▸ **Instructions for the task**
Copy out the records below with "Target phrase" swapped for "Search term" everywhere it appears, changing nothing else. Leave the pictures out.

(Extracted records)
===

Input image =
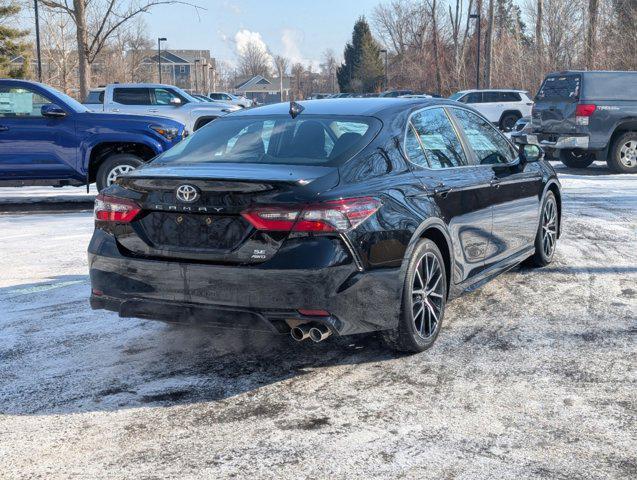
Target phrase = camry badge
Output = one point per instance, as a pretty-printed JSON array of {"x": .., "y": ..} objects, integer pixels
[{"x": 187, "y": 193}]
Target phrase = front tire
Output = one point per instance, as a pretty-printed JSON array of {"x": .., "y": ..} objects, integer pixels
[
  {"x": 114, "y": 166},
  {"x": 576, "y": 158},
  {"x": 508, "y": 121},
  {"x": 423, "y": 302},
  {"x": 546, "y": 237},
  {"x": 623, "y": 155}
]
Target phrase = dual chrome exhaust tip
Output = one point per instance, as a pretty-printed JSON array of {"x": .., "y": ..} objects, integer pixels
[{"x": 316, "y": 332}]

===

▸ **Reply to the task**
Input image =
Search term = camry badge
Output = one point per instance, as a pretty-printed JSON array of {"x": .., "y": ..} objects, integer pixels
[{"x": 187, "y": 193}]
Search term = front tire
Output = one point per instance, as a pretty-printed JSON array of {"x": .., "y": ..} objects, integer pixels
[
  {"x": 114, "y": 166},
  {"x": 576, "y": 158},
  {"x": 508, "y": 121},
  {"x": 423, "y": 302},
  {"x": 546, "y": 237},
  {"x": 623, "y": 155}
]
Search term = dual chrome exhaust tip
Output = one point per instance, as a pretty-printed JSON array of {"x": .., "y": ..} objects, integer pixels
[{"x": 316, "y": 332}]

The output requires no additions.